THE TASK: Rewrite the items below with "pixel coordinates" replaced by "image coordinates" everywhere it appears, changing nothing else. Leave out the pictures.

EXERCISE INPUTS:

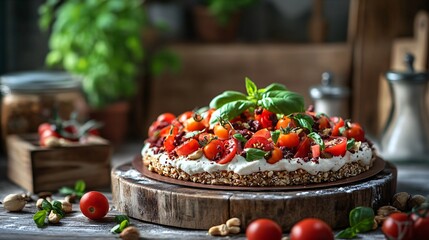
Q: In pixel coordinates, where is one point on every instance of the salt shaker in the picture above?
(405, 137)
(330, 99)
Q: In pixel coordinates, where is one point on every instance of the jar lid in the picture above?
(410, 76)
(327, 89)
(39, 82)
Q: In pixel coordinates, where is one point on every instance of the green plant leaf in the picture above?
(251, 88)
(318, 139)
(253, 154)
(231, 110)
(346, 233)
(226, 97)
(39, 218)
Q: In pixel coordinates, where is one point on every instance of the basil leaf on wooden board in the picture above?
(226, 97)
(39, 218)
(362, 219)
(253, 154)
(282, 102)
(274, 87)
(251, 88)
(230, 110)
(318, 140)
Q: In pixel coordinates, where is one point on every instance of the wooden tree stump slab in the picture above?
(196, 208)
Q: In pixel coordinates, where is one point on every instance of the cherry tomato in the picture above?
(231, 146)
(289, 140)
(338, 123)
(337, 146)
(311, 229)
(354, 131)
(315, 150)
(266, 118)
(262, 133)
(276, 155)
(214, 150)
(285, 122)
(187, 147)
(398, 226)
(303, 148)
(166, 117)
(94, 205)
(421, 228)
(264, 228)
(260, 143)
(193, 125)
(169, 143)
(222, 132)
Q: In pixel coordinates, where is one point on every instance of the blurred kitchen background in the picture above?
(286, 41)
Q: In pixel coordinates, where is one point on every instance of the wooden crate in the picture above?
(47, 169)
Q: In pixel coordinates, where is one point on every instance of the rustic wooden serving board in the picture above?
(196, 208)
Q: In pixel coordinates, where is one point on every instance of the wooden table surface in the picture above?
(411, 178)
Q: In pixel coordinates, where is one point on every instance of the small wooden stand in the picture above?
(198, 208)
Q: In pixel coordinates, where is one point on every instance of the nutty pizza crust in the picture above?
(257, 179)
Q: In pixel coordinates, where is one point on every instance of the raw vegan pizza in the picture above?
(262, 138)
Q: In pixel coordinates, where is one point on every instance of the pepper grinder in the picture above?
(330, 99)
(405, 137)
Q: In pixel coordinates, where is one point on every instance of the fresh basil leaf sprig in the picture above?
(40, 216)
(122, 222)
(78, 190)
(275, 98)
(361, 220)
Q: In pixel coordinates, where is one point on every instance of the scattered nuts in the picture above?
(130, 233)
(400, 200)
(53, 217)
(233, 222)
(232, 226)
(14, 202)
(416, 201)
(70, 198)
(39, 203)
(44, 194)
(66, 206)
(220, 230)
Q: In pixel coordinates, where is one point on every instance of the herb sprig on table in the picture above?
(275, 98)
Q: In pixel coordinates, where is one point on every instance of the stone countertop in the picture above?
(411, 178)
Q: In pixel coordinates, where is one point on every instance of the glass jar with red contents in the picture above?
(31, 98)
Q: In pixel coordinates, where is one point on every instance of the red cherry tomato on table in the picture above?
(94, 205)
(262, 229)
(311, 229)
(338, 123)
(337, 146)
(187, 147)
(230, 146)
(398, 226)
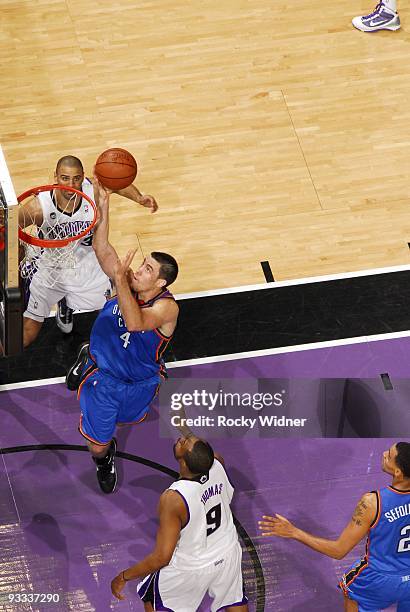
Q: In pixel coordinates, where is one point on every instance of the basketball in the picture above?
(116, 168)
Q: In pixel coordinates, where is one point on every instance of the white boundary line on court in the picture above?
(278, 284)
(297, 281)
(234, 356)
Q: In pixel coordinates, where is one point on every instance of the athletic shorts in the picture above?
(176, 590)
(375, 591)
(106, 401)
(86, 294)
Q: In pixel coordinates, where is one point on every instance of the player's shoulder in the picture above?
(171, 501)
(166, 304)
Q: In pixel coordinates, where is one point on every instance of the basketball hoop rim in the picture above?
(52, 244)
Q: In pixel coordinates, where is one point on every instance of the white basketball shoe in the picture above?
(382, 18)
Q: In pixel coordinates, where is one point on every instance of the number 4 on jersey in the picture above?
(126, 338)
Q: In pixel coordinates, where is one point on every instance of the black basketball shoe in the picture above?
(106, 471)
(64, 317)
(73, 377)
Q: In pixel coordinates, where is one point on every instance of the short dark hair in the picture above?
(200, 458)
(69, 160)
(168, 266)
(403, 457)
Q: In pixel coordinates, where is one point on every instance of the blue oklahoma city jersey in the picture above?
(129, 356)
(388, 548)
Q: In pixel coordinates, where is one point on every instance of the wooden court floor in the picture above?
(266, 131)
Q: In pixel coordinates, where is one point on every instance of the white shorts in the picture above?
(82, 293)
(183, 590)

ANSWER TO THIS EXERCISE:
Q: In image coordinates, where is one point on every instance of the salt shaker in the picture above?
(405, 137)
(330, 99)
Q: In image coordinates, where is one point on every instance of the jar lid in the picture above?
(410, 76)
(327, 89)
(39, 82)
Q: In image coordinates, where is one point on every instance of the green plant leaf in the picture above?
(251, 88)
(318, 139)
(253, 154)
(231, 110)
(346, 233)
(226, 97)
(39, 218)
Q: In image coordinates, where is one point on every instance of the basil leaf on wooden board in the picture above?
(226, 97)
(39, 218)
(362, 219)
(253, 154)
(282, 102)
(274, 87)
(251, 88)
(230, 110)
(318, 140)
Q: In image coordinates, where is one point on every instance of the wooden tree stump slab in the picture above?
(196, 208)
Q: In image coordinates, where is one point on every instance of the cherry tomato in the picture above?
(231, 146)
(289, 140)
(338, 123)
(337, 146)
(311, 229)
(354, 131)
(315, 150)
(266, 118)
(262, 133)
(276, 155)
(214, 150)
(285, 122)
(187, 147)
(398, 226)
(303, 148)
(166, 117)
(94, 205)
(421, 228)
(264, 228)
(260, 143)
(193, 125)
(169, 143)
(222, 132)
Q: In image coordinates, where is one point on every instance of the blurred kitchen background in the picture above?
(286, 41)
Q: In image coordinates, where is one point on every instance of the wooden crate in the picture above?
(47, 169)
Q: In image coordinates, where is one point on every instance of the rustic wooden serving board in the picture above?
(196, 208)
Q: In image coordinates, where is one point on every instance of the wooden table surface in the picture above?
(411, 178)
Q: In image coordinates, where is one point on every instance of the small wooden stand in the picture above?
(198, 208)
Q: In image coordinates, where is one point on every instance of the nutty pizza crust in the picture above?
(257, 179)
Q: In image coordinates, where is one point on every instance of the raw vegan pizza in the picture above?
(262, 138)
Q: In image coordinates, where is one point on every instance of the pepper grinder in the picture above?
(330, 99)
(405, 137)
Q: In image coordinates, where is one point on every instance of the fresh basil leaf sprig in the picture above?
(40, 216)
(122, 222)
(78, 190)
(275, 98)
(361, 220)
Q: In image coordinates, where is one point on every instance of the scattered nuts in the picture above?
(130, 233)
(400, 200)
(53, 217)
(233, 222)
(232, 226)
(14, 202)
(416, 201)
(70, 198)
(39, 203)
(44, 194)
(66, 206)
(220, 230)
Q: In image coordinates, where is one point on every instance of the herb sprig on table in the picture above?
(275, 98)
Q: In image coordinates, where is one point on every instance of the stone countertop in the picture above?
(411, 178)
Q: In image coordinates, where is one point on every instance of the glass jar with red contents in the picture above?
(31, 98)
Q: In image coordinates, where is one point on every instance of the red cherry tomato on table in the picture above?
(94, 205)
(262, 229)
(311, 229)
(338, 123)
(337, 146)
(187, 147)
(230, 146)
(398, 226)
Q: In image coordinates, where is one point on every instance of the basketball in the picture above?
(116, 168)
Q: In image coordinates, where is one point on every instance of the white boundary line on court in the picture above?
(278, 284)
(297, 281)
(234, 356)
Q: In image coordinates, where is one point on every instance of the athletic shorts in the picture above?
(176, 590)
(375, 591)
(106, 401)
(86, 294)
Q: In image coordinates, where is one point on every instance of the player's shoulder in the picture above?
(171, 501)
(166, 304)
Q: In image coordinates, where is one point on every instance of the basketball hoop rim in the picture above?
(52, 244)
Q: In image coordinates, where is one point on every instance of the white basketball shoe in the picture above?
(382, 18)
Q: In image coordinates, where is one point on every instance of the number 4 on jersey in the picture above?
(126, 338)
Q: In image coordinates, where is one point on every instance of the black basketball shoe in the picture above?
(106, 471)
(64, 317)
(73, 377)
Q: In image coordinates, where is one point on every instance of the short dark hair in the picture above?
(200, 458)
(69, 160)
(168, 266)
(403, 457)
Q: In image coordinates, where is one point on every instance of the blue oklahoma city jersey in the picture above?
(129, 356)
(388, 548)
Q: In image coordinates, where is one point on every instance of the wooden court floor in the picture above?
(266, 131)
Q: In image coordinates, where is one point on every instance of the white shorts in the picture above?
(82, 293)
(183, 590)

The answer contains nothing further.